(Set problem): List every line of the records below that contains the word "blue".

(Input data):
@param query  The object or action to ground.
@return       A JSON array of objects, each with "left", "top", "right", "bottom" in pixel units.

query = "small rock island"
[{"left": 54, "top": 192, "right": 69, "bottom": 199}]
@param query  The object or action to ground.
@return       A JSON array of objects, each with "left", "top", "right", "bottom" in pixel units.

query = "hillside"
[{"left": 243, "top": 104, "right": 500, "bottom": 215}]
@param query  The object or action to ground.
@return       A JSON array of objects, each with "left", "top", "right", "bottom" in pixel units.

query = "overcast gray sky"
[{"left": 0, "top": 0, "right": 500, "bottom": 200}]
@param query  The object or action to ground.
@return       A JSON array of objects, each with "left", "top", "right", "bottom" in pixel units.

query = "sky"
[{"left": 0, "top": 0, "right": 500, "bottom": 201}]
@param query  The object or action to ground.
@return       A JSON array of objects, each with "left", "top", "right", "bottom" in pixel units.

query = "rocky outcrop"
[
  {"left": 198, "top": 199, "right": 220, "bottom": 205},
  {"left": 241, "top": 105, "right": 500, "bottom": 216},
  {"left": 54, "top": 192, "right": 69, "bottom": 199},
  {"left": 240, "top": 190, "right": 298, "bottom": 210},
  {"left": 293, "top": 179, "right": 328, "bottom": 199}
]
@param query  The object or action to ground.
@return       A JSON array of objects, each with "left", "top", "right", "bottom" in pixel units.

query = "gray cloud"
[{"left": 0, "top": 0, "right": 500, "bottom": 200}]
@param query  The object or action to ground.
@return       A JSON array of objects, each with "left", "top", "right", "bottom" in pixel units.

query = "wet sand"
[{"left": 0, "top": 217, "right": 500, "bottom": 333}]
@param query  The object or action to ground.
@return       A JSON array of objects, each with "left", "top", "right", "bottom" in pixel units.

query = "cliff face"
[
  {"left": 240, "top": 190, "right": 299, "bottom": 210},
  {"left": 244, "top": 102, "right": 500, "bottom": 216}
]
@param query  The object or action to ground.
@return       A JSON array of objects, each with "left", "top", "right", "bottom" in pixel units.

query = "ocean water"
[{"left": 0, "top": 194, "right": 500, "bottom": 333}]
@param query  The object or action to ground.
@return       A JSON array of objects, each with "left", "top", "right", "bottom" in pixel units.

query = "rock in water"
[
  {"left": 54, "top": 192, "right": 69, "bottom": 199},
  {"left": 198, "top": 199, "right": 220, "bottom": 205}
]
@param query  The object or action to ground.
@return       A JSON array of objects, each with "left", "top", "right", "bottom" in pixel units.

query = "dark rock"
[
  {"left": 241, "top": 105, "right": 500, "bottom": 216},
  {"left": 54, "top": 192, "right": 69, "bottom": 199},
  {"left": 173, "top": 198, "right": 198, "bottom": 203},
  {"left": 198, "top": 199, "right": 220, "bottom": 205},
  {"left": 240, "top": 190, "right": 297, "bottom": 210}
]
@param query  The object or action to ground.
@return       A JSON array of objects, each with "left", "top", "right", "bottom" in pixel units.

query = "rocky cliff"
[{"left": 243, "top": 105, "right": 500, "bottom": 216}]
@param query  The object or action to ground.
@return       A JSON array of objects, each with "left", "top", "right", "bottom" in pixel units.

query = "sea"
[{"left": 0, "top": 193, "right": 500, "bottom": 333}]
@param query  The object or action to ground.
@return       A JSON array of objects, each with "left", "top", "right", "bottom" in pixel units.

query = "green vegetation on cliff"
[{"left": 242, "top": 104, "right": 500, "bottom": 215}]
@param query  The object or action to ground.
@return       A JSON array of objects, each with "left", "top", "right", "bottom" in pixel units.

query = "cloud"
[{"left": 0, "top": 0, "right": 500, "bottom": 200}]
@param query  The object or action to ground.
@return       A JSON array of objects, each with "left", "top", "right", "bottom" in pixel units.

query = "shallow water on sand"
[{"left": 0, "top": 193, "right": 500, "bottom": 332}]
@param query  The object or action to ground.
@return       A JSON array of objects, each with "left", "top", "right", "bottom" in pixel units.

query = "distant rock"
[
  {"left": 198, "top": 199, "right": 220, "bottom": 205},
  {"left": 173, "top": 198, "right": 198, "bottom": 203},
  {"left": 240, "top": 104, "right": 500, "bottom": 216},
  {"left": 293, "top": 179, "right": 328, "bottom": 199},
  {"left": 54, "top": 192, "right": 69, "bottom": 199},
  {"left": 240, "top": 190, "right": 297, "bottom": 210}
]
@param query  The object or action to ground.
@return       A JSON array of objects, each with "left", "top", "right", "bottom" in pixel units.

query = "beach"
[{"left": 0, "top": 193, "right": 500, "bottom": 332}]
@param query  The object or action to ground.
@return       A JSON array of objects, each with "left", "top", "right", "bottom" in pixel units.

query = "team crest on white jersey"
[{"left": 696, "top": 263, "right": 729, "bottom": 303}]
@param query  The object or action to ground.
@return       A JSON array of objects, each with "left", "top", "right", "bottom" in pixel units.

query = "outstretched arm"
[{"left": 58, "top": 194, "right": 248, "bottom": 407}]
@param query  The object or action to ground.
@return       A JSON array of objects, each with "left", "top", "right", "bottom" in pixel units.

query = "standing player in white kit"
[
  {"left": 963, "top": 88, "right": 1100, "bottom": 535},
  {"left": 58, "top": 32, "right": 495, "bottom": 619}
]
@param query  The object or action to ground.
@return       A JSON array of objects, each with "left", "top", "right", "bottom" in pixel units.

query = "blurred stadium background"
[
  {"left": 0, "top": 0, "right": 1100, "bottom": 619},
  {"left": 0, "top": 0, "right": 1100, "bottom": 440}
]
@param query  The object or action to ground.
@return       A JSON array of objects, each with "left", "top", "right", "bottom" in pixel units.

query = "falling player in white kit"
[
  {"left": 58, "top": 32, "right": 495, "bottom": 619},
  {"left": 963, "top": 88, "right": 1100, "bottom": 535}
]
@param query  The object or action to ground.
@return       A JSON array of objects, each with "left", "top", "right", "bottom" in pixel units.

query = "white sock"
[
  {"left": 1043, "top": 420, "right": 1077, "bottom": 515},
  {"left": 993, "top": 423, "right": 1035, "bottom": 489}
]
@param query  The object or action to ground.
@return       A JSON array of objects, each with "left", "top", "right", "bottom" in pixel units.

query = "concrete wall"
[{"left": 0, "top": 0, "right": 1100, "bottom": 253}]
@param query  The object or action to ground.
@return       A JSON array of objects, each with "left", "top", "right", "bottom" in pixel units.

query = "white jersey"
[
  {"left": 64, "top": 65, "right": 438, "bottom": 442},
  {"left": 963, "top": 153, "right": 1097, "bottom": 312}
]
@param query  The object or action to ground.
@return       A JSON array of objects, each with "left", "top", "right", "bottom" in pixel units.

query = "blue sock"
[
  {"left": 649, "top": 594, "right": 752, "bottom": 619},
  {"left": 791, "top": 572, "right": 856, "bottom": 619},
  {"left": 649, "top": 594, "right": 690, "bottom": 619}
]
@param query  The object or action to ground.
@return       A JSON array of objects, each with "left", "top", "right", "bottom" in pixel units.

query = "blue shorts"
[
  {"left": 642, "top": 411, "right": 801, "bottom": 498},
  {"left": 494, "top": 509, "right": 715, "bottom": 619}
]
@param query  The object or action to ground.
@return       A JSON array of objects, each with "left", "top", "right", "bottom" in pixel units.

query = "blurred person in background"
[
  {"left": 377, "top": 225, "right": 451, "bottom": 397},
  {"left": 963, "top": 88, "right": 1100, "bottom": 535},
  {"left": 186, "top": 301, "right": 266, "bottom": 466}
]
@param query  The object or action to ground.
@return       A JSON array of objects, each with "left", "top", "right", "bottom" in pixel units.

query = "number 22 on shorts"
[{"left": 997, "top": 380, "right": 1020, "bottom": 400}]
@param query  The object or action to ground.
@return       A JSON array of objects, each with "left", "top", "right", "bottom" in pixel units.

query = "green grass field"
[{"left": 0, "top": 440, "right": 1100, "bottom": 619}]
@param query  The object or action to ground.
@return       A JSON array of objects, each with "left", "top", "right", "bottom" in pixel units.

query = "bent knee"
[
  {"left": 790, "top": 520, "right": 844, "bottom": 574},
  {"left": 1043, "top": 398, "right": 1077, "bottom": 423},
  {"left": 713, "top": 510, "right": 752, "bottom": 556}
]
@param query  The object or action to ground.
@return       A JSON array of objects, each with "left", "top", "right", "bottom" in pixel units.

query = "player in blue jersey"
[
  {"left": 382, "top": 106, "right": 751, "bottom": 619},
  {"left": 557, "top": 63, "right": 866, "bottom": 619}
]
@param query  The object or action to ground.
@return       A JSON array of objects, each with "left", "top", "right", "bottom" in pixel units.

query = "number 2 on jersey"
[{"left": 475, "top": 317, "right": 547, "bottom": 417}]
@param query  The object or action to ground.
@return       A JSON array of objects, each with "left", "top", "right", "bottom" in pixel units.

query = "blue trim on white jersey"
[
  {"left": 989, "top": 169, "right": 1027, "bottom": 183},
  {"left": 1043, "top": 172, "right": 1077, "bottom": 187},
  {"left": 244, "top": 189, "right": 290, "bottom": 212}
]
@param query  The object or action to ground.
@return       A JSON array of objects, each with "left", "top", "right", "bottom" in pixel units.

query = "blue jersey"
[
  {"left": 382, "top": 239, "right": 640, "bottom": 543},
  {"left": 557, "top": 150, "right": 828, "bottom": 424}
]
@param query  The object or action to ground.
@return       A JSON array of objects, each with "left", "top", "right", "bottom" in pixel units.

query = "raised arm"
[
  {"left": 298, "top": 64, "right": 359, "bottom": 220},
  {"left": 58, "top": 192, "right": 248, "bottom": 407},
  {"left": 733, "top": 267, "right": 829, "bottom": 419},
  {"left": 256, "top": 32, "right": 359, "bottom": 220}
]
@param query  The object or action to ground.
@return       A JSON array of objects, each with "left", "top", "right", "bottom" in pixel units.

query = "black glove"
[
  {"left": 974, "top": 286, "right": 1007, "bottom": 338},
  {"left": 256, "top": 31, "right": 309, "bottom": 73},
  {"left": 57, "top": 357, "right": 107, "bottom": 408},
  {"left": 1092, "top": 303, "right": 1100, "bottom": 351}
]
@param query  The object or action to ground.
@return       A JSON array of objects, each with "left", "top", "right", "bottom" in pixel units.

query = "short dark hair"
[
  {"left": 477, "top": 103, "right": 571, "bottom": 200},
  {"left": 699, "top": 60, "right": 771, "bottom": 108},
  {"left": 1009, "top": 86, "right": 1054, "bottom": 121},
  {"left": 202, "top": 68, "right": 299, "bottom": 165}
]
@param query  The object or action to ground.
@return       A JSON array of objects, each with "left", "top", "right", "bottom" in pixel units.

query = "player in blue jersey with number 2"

(Worked solution):
query = "blue sock"
query = "blue shorts"
query = "player in blue jersey"
query = "blue trim on white jersey"
query = "blue jersey"
query = "player in blue jersey with number 2"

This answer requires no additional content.